> Zu lösende Aufgaben:
A) Entnimm dem Artikel zur Fristenlösung wörtlich die Passage von „Stimmungsbarometer um die“ bis „über die Gegner.“.
B) An welchem Tag entschied sich die CVP laut dem Artikel zur Fristenlösung für ein Nein?

Stimmungsbarometer um die Fristenlösung in den Medien

Fritz Herrli

Zürich. Ganz wie die politischen Parteien befürwortet die Mehrheit der Publikationen die Fristenregelung und lehnt die Initiative für Mutter und Kind ab. Entsprechend fällt in den Redaktionen die Berichterstattung aus.

Beim Sichten der Zeitungen wird die Sache schnell klar. Gross mit Bild erscheinen die Berichte über die Befürworter der Fristenlösung. Bescheiden, am Rande – man kann sie ja nicht ganz weglassen! – die Meldungen über die Gegner.

So verlief die Berichterstattung etwa bei den Komiteegründungen für oder gegen die neue Regelung bei der Abtreibungsfrage. Eine Ausnahme bildeten die „Südostschweiz“ und die Thurgauer Zeitung, die sich mit nur knappen Agenturberichten über das Ja-Komitees begnügten. Im Thurgau sind die Gegner stark.

Geradezu abgefeiert wurde das Ja des Bundesrates, das Ruth Metzler den Medien jugendlich-charmant überbrachte. Sie räumten ihr mit langen, aber zumeist banalen Interviews viel Platz ein. Zu Berichten führten natürlich die im letzten Monat von allen Parteien erfolgten Parolenfassungen. Alle entschieden gemäss den Erwartungen.

Am spannendsten war die Frage, ob sich die CVP angesichts ihrer internen Zerrissenheit zu einem Nein durchringen würde. Sie tat es am 27. April und fand in den Medien grosse Beachtung. Da und dort wurden befürwortende Kommentare gedruckt, meist von eigenen Redaktorinnen oder nahestehenden Politikerinnen geschrieben.

Fundierte Hintergrundartikel zum Thema fehlten bisher weitgehend. Man hat auch in den Medien, wie schon seinerzeit bei den Debatten in den nationalen Räten, den Eindruck, die Schweizer seien des Themas überdrüssig.

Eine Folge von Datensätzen
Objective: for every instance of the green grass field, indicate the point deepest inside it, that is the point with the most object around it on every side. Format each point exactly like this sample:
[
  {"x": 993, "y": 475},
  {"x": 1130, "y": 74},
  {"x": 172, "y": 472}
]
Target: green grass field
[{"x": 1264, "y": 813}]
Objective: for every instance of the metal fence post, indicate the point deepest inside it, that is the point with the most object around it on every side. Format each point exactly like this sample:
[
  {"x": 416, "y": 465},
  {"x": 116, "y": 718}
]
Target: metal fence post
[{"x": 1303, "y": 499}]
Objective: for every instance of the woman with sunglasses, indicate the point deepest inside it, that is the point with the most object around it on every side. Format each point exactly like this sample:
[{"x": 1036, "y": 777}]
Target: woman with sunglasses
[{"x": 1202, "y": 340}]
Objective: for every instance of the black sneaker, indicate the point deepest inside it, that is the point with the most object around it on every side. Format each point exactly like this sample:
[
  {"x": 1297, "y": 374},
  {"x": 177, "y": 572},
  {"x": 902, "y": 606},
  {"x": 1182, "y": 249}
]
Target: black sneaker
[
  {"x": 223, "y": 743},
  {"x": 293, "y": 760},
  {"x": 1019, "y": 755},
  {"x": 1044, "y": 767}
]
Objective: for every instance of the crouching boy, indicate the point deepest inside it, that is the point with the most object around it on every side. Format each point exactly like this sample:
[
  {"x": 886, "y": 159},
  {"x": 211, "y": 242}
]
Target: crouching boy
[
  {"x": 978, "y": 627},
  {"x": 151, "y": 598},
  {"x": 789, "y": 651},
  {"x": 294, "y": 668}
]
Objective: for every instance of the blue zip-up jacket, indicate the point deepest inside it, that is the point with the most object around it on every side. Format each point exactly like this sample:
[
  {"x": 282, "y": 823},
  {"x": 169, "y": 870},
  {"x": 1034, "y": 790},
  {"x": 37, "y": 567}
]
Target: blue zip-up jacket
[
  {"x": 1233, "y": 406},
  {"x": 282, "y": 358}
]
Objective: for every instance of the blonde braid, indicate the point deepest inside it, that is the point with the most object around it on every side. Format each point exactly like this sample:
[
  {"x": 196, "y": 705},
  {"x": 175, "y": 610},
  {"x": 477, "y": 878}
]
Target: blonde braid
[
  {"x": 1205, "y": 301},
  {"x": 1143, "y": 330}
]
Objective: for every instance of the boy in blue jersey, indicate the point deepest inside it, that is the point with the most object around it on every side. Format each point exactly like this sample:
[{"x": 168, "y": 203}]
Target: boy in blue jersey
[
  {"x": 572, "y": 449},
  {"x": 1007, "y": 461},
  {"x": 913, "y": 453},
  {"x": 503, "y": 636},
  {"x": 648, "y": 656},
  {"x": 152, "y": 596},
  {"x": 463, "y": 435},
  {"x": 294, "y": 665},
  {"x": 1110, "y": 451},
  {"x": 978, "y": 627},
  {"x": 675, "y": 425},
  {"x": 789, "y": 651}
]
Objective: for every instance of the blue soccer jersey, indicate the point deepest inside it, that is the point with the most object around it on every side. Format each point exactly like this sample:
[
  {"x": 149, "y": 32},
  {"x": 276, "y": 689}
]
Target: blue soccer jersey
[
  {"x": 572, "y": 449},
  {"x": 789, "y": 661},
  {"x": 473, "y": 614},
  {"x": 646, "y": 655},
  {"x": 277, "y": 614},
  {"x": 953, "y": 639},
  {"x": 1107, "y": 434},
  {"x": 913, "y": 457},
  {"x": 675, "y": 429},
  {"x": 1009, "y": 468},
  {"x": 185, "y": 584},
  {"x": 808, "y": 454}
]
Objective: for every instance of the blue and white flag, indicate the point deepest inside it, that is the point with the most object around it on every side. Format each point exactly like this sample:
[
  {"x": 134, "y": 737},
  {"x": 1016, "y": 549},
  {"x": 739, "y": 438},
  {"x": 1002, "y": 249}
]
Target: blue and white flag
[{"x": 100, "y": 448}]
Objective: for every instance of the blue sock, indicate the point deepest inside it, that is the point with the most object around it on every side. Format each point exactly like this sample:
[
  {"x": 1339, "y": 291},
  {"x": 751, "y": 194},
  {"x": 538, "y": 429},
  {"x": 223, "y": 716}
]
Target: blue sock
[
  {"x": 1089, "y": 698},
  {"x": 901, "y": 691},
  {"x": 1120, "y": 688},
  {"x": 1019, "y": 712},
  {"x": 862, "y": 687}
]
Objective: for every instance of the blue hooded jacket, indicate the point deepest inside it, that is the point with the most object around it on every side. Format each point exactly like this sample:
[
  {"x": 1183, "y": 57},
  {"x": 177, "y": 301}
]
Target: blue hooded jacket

> Lösungen je Aufgabe:
A)
Stimmungsbarometer um die Fristenlösung in den Medien

Fritz Herrli

Zürich. Ganz wie die politischen Parteien befürwortet die Mehrheit der Publikationen die Fristenregelung und lehnt die Initiative für Mutter und Kind ab. Entsprechend fällt in den Redaktionen die Berichterstattung aus.

Beim Sichten der Zeitungen wird die Sache schnell klar. Gross mit Bild erscheinen die Berichte über die Befürworter der Fristenlösung. Bescheiden, am Rande – man kann sie ja nicht ganz weglassen! – die Meldungen über die Gegner.

B) Am 27. April.